Your instructions -> Reproduce all of the items below, substituting "point" for every occurrence of "marker" and leaving everything else unchanged.

----------------

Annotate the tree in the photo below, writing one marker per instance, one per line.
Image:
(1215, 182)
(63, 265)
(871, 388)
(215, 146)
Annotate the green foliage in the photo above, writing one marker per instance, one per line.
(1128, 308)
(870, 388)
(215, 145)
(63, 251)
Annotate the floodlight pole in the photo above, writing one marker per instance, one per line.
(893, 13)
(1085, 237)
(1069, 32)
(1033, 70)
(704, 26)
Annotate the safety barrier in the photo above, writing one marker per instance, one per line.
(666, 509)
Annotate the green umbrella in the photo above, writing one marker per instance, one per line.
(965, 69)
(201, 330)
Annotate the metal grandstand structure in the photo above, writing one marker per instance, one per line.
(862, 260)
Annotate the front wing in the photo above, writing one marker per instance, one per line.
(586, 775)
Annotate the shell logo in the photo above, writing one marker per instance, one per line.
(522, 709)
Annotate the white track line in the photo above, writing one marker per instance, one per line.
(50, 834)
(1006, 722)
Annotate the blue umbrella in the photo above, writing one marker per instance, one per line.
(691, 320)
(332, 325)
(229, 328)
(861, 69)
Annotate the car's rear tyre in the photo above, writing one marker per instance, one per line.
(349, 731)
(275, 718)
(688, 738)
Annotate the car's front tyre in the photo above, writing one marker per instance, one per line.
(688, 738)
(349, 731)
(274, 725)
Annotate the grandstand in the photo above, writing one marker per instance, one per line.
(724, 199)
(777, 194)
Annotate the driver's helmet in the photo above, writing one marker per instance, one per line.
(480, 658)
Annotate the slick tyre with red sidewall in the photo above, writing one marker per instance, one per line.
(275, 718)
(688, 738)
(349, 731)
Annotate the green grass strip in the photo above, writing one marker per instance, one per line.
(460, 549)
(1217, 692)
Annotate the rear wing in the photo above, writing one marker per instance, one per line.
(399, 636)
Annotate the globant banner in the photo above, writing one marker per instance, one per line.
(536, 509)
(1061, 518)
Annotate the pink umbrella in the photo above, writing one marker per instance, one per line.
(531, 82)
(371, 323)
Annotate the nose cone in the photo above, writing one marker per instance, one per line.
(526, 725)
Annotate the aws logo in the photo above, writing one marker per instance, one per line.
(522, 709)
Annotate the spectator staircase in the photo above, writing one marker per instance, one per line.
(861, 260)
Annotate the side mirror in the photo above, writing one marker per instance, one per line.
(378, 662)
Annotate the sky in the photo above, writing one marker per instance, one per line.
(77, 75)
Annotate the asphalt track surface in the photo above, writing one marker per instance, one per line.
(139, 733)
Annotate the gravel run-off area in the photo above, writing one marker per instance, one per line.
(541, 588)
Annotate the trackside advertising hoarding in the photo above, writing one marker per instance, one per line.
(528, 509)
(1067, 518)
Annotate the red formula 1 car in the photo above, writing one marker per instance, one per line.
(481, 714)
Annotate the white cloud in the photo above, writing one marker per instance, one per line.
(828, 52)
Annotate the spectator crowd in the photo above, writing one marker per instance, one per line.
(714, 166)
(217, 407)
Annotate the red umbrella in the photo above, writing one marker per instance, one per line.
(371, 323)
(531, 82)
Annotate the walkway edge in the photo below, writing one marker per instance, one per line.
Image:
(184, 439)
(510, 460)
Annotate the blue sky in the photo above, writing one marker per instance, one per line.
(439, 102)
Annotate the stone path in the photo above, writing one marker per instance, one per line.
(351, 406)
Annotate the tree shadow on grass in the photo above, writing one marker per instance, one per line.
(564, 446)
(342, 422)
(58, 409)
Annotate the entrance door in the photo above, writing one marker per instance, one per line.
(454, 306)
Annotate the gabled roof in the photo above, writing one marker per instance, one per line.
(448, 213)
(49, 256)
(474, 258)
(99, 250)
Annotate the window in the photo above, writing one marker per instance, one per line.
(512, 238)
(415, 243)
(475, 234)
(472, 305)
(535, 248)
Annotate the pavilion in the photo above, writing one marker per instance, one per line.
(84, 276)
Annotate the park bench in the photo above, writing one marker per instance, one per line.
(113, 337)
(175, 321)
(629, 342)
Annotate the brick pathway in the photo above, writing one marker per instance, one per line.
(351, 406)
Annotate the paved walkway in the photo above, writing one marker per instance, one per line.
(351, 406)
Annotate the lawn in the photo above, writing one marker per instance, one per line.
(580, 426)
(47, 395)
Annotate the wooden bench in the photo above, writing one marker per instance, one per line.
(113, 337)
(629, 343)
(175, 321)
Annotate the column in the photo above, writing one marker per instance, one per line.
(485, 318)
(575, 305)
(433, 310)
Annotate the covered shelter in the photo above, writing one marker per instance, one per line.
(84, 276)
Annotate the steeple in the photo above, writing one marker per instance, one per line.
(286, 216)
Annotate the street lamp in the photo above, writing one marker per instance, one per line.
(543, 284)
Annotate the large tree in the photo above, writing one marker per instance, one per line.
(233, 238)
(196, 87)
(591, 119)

----------------

Full response ->
Annotate the tree in the photo below, writing one point per instance, one per line.
Image:
(1215, 182)
(63, 265)
(871, 388)
(215, 146)
Annotate the green foliage in the photo above, writing one point per instance, one per line.
(1128, 308)
(870, 388)
(215, 145)
(63, 251)
Annotate the floodlight pole in the photo above, writing one point per instance, one per line.
(893, 13)
(1085, 237)
(1069, 32)
(1033, 70)
(704, 26)
Annotate the safety barrier in the photo above, writing one point per instance, one per line.
(666, 509)
Annotate the green umbrella in the photo above, writing one point per instance, one per line.
(965, 69)
(201, 330)
Annotate the metal grandstand structure in the photo above, writing one point per instance, one per line.
(862, 260)
Annotate the front wing in the photo above, writing one point per instance, one per line.
(586, 775)
Annotate the shell logo in the photo above, writing one point per instance, one per line.
(522, 709)
Annotate the white track line in the photo above, writing one point per instance, one per line.
(50, 834)
(1006, 722)
Annotate the blue umbrella in the photo above, writing one point per instance, one per line.
(691, 320)
(332, 325)
(229, 328)
(861, 69)
Annotate the car's rear tyre in the photo above, writing one point per instance, one per line.
(349, 731)
(275, 718)
(688, 738)
Annotate the car's front tyre in the photo above, writing one point per instance, one per line.
(688, 738)
(349, 731)
(274, 725)
Annotate the grandstand in the photo above, writing one point per instance, one per line.
(724, 199)
(777, 194)
Annotate the driver's helmet in the photo above, writing one point per instance, one per line.
(480, 658)
Annotate the slick tyre with red sidewall in the photo above, writing one point per instance, one per line.
(275, 718)
(688, 738)
(349, 731)
Annotate the green grass strip in the photo above, writing one point per instance, one per line.
(460, 549)
(1217, 692)
Annotate the rear wing in the photo above, writing one point per instance, one per line.
(399, 636)
Annotate the globant banner in the photo above, writing one point per instance, one per line.
(536, 509)
(1061, 518)
Annotate the pink umbrella in the photo above, writing one point per instance, one per line.
(531, 82)
(371, 323)
Annotate the nose cone in the photo above, writing one point per instance, one per line.
(526, 725)
Annotate the aws logo in the photo above, writing one point per instance, one per line.
(522, 709)
Annotate the spectator staircase in the photo above, writing one point per instance, one per line.
(861, 260)
Annotate the side mirror in the photo above, writing one point per instance, one per line.
(378, 662)
Annotate the sky in the photo above, writing one point per instance, one per line.
(77, 75)
Annotate the asphalt track surface in the photo above, writing one point per instance, one per line.
(139, 733)
Annotate the gravel run-off area in the photo above, writing one point per instance, one per line.
(541, 588)
Annotate the trackside advertising hoarding in the photo above, writing one point per instance, one per line.
(528, 509)
(1067, 518)
Annotate the red formula 1 car in the photo above, writing one point per instance, one per line.
(481, 714)
Annotate the white cloud in the photo above, writing one point per instance, one per line.
(828, 52)
Annotate the spectator crowd in the photo above, writing one point per instance, one per line.
(714, 166)
(217, 407)
Annotate the red umbrella in the photo above, writing one point per instance, one per line.
(371, 323)
(531, 82)
Annotate the walkway edge in the photo below, writing one point per instance, one per line.
Image:
(184, 439)
(510, 460)
Annotate the blue sky in the photo above, writing one point per instance, one per line.
(439, 102)
Annotate the stone path in the photo above, writing one point per instance, one per line.
(351, 406)
Annotate the tree shadow on grass in the photo above, writing one point per instance, one per line.
(564, 446)
(342, 422)
(58, 409)
Annotate the entrance door in the photo above, writing one point per instance, one per line.
(454, 306)
Annotate the gabled roof in the photo above, writing one point per instance, one per line.
(448, 213)
(49, 256)
(474, 258)
(99, 250)
Annotate the window in the photo above, writing one point per instance, one per line.
(512, 238)
(415, 243)
(475, 234)
(472, 305)
(535, 248)
Annotate the pavilion in the photo above, writing one point per instance, one per line.
(84, 276)
Annotate the park bench in the photo above, writing one point per instance, one per line.
(113, 337)
(175, 321)
(629, 342)
Annotate the brick pathway in the photo above, writing one point per instance, one per line.
(351, 406)
Annotate the paved walkway in the photo above, writing one point per instance, one per line.
(351, 406)
Annotate the lawn in the photo above, writing one point per instance, one per line.
(580, 426)
(47, 395)
Annotate the wooden bench in the photo above, writing one point per instance, one per line.
(113, 337)
(629, 343)
(175, 321)
Annotate the column in the photo above, writing one point per instance, one per line.
(485, 318)
(575, 305)
(433, 310)
Annotate the covered shelter in the photo above, writing one point per instance, one per line.
(84, 276)
Annotate the steeple in the photo above, writing one point per instance, one per line.
(286, 216)
Annotate the street lamp in the photo above, writing one point per instance, one per line.
(543, 284)
Annotate the large tree in the photo above, writing one point per instance, one per line.
(233, 238)
(196, 87)
(591, 119)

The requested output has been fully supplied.